◆ Problems to work on
**1)** In the article on moving Halliburton Academy to Dron High School, how much does the district currently spend per student at Halliburton?
**2)** Extend the article on moving Halliburton Academy to Dron High School from the point where it stops.

◆ Source text
--------------------
Superintendent Mike Swan proposed shifting Halliburton Academy into a secured wing at Dron High School to cut costs and expand student supports; administrators said the change could save about $400,000 annually, while parents pressed for more stakeholder engagement and assurances on capacity, security and student experience.

Superintendent Mike Swan of Burke County Public Schools outlined a plan to relocate Halliburton Academy into a secured wing at Dron High School at a special‑call meeting, saying the move would preserve Halliburton’s separate identity while reducing costs.

Swan said the district expects about 30 high‑school students and one middle‑school student to enroll at Halliburton in August and that the district currently spends about $37,620 per student at Halliburton versus $9,000 per student at a traditional school. “The relocation would save the district a minimum of $400,000 annually,” Swan said, adding that the savings are equivalent to roughly 9.8 teaching positions the district could use to sustain programs and smaller class sizes elsewhere in the county.

Swan and Vern McKissick, the consultant from McKissick Architecture who presented capacity findings, said a five‑year facility study shows Dron High School has practical capacity to house Halliburton in a separated wing without combining students’ core academic classes. McKissick stated the building’s DPI‑calculated utilization and a district “practical capacity” measure indicate available seats and room to reassign some existing instructional uses.

Administrators described security plans for the wing: a maglock system tied into the fire alarm panel, badge access for staff, a buzzer/intercom and hallway cameras. Swan said the maglock would release on any fire alarm and that the district met with the fire inspector during planning. He also said Halliburton would retain its own principal, school number, colors, mascot, cafeteria and graduation events, and that its day‑treatment program would remain at the current Halliburton site.

Parents and community members pressed administrators on several topics during the public Q&A. One parent asked how Dron would accommodate a hypothetical return of more than 100 Halliburton students; Swan and the consultant pointed to the study results and noted differences between DPI reporting and local, disaggregated office‑referral data. Swan explained that DPI’s summary pulls a student’s discipline into the school where they ended the year, which can obscure where incidents originated.
--------------------
◆ Records shown

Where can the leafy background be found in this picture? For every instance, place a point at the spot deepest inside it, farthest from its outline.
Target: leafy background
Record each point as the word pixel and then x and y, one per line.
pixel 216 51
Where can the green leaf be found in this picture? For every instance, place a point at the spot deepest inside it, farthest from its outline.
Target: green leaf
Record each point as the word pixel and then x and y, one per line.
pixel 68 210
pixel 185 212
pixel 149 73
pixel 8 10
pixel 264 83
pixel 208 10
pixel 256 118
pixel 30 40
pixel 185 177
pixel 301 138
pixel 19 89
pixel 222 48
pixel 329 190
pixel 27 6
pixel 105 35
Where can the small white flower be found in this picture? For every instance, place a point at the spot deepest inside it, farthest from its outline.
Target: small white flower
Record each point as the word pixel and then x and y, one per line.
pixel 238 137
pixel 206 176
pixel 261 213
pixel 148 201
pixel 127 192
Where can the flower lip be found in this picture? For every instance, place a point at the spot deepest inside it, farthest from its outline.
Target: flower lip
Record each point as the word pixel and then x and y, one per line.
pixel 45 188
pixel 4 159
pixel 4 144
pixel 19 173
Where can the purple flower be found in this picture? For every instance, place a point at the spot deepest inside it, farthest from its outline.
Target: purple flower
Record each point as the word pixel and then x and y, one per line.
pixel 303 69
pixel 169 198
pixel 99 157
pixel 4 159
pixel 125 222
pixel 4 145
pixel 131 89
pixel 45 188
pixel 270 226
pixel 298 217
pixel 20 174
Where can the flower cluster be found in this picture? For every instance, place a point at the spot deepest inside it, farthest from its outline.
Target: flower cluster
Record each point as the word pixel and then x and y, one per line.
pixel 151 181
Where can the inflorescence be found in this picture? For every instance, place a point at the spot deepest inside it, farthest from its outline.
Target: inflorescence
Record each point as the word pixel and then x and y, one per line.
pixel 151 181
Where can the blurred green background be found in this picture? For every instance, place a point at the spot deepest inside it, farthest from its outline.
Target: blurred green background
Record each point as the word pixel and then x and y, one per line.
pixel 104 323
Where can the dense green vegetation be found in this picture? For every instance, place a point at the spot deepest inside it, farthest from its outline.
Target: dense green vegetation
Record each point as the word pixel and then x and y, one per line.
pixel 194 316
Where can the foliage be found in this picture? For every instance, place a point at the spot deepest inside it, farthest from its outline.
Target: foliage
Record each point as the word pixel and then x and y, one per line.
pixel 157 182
--------------------
◆ Results of the exercise
**1)** About $37,620 per student.

**2)**
Community members also questioned whether Halliburton students would be stigmatized by escorted transitions and separate dining or restroom facilities. A Halliburton staff member said escorts and supervision already occur in other high schools and described the Halliburton environment as calm and relationship‑focused. “We keep a very close eye on our students,” a Halliburton staffer said, noting that escorts are intended to be discreet and that students would use restrooms in the secured wing.

Police‑call data tied to the Halliburton address drew dispute: a resident said local logs show roughly 200 calls over two years, but district and county officers said the number of true law enforcement interventions at the school is much lower and that many logged calls relate to unrelated activity at the address (traffic stops, after‑hours incidents). The district said it does not hold police records and that requests for law‑enforcement logs must go to local agencies.

Several parents urged a formal board vote rather than leaving the relocation as an administrative action. At the meeting’s close, attendees asked the board to record its opinion in a vote; administrators reiterated that the proposal came from leadership discussions tied to ongoing budget shortfalls and planning and that they had considered other sites but found Dron’s mix of seats and transportation costs practical.

No final board vote on the relocation was taken at the meeting; the board approved the meeting agenda at the start of the session and adjourned after public comment. Administrators said unanswered questions would be added to the Halliburton Q&A document and followed up.

Next steps: district staff said they will post the meeting recording, respond to outstanding questions in the Q&A document, and continue allotment and curriculum planning to address course availability if the relocation proceeds.